▶ **Reading text**:
_ _ _

- Born: 26 June 1929
- Died: 9 April 2019 (aged 89)
- Occupation: Professor of Law
- Known for: Constitutional Law

= Kenneth L. Karst =

American legal scholar

Kenneth L. Karst (26 June 1929 – 9 April 2019) was an American professor at the University of California, Los Angeles (UCLA) who wrote extensively on constitutional law and a wide range of other subjects. He was cited 12 times by the Supreme Court of the United States.

==Life==

Kenneth L. Karst was born on 29 June 1929.
He earned his bachelor's degree from UCLA in 1950, and graduated magna cum laude from Harvard Law School in 1953.
He worked at Latham & Watkins for a short period, and was then a judge advocate general in the United States Air Force.
After this he was a professor of Law at Ohio State University.
He joined the faculty of the UCLA School of Law in 1965, where he taught for the next forty years.
Karst, his wife Smiley and their four children moved to Santa Monica in 1965.
The children all attended Lincoln Junior High and Santa Monica High School.

Karst was appointed David G. Price and Dallas P. Price Distinguished Professor of Law.
He specialized in constitutional law, and was interested in the relationship of the constitution to evolving public and political attitudes.
He believed in ensuring equal access to legal education, and helped the law school develop outreach programs aimed at minorities.
He also contributed to debates on fairness and equal access to justice, as promised by the law.
Thus in 1977 Karst wrote of Roe v. Wade that it involved some of the most important aspects of a woman’s independence, control over her own destiny, and social roles.
Focusing on the equality aspects of the right requires moving away from a balancing of woman versus fetus towards an examination of abortion as “an issue going to women’s
position in society in relation to men." Karst’s view was shared and expanded upon by numerous scholars and eventually adopted by the Court.

In 2000 an issue of the UCLA Law Review was dedicated to Karst.
It noted that the Supreme Court had cited him twelve times.
Other federal courts had cited him 77 times.
Karst and his wife Smiley entered a health care facility in Santa Cruz in 2013.
He died on 9 April 2019 at the age of 89.

==Awards and honors==
Awards and honors included:
- Dartmouth Medal (1987) for best reference work from the American Library Association for Encyclopedia of the American Constitution (co-editor).
- James A. Rawley Prize (1990) from the Organization of American Historians for his book Belonging to America: Equal Citizenship and the Constitution.

_ _ _

▶ **Stated task a**:
According to the biography of Kenneth L. Karst, what does focusing on the equality aspects of the abortion right require?

_ _ _

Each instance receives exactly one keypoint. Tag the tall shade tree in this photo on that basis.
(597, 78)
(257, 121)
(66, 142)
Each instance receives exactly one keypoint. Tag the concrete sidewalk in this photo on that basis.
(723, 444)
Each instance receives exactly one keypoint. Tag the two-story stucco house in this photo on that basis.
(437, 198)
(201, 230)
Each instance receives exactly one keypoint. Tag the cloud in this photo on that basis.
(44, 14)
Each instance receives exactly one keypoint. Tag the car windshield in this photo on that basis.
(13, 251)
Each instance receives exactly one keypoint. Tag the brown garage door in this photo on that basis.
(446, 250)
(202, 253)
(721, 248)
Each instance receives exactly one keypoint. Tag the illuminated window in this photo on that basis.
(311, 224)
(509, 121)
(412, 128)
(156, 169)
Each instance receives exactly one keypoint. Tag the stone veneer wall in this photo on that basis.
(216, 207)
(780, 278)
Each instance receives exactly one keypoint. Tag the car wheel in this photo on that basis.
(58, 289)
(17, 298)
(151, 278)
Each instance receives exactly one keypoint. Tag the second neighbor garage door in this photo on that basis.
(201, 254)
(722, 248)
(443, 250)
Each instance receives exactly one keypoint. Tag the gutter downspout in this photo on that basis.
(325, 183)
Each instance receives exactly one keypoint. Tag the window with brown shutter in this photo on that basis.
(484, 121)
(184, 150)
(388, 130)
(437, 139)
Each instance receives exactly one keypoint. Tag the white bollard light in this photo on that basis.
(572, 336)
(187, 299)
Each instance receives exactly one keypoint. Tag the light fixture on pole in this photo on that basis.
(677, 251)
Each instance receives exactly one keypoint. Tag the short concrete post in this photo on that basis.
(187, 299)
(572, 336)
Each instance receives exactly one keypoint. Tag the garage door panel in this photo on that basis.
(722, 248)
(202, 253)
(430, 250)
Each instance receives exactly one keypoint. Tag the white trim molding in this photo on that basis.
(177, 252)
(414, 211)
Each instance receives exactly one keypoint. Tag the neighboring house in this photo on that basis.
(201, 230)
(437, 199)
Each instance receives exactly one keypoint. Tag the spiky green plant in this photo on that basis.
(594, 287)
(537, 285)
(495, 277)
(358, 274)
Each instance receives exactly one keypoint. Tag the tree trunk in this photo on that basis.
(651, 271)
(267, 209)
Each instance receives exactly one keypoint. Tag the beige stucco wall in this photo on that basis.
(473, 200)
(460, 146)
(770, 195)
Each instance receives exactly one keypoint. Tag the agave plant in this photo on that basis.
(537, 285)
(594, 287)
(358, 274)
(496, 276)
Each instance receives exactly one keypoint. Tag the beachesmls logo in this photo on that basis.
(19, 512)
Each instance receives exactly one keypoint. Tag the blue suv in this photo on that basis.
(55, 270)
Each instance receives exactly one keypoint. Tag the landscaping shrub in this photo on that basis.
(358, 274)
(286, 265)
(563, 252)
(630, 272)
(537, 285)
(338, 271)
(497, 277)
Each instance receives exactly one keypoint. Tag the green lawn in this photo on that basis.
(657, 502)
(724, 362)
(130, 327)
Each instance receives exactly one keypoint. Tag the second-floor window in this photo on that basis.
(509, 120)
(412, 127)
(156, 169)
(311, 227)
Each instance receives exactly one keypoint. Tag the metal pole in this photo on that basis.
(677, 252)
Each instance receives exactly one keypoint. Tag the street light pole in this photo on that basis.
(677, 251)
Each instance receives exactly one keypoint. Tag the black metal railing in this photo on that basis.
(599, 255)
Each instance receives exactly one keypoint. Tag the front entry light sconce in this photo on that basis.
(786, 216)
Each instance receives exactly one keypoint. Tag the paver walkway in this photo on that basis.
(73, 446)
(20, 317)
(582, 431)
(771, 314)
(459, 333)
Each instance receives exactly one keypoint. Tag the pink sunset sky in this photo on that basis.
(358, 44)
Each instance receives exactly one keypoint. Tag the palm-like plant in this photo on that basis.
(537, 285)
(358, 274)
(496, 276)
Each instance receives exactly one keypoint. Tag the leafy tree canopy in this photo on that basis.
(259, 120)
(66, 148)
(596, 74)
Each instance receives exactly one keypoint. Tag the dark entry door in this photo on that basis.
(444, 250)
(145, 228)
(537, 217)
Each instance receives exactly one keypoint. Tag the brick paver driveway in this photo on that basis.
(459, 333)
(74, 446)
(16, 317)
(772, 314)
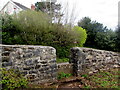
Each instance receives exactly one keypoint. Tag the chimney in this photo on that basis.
(32, 7)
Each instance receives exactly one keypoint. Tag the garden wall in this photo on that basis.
(38, 63)
(88, 60)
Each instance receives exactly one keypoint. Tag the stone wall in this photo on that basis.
(38, 63)
(65, 67)
(92, 60)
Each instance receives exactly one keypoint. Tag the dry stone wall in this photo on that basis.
(92, 60)
(38, 63)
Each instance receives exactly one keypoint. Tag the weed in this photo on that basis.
(64, 75)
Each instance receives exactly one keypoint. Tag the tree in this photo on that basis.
(118, 38)
(98, 36)
(50, 8)
(36, 29)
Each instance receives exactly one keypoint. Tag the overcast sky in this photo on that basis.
(103, 11)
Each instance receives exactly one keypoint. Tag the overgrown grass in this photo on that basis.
(103, 79)
(60, 60)
(63, 75)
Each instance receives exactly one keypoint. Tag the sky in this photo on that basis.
(103, 11)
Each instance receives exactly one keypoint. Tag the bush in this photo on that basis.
(64, 75)
(82, 35)
(12, 79)
(36, 28)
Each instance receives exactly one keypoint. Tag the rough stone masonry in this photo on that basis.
(88, 60)
(38, 63)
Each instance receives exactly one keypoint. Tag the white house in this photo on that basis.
(12, 7)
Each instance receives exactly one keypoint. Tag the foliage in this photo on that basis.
(82, 35)
(36, 29)
(64, 75)
(98, 36)
(103, 79)
(12, 79)
(50, 8)
(118, 39)
(60, 60)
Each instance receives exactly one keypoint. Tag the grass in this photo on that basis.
(60, 60)
(104, 79)
(63, 75)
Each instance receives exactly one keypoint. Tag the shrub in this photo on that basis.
(36, 28)
(12, 79)
(64, 75)
(81, 34)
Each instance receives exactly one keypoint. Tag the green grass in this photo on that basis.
(63, 75)
(104, 79)
(61, 60)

_ _ _

▶ **Stated task b**:
Find every line in the records that contains the word "plant" and copy each one. Match case exactly.

▶ **Written solution a**:
It requires moving away from weighing the woman against the fetus. Instead, abortion is examined as an issue of women's position in society in relation to men.

▶ **Written solution b**:
Each instance receives exactly one keypoint. Tag the spiky green plant in this photo on that basis.
Each instance receives exactly one keypoint. Tag the agave plant in this photo on that basis.
Each instance receives exactly one keypoint. Tag the palm-like plant in this photo on that basis.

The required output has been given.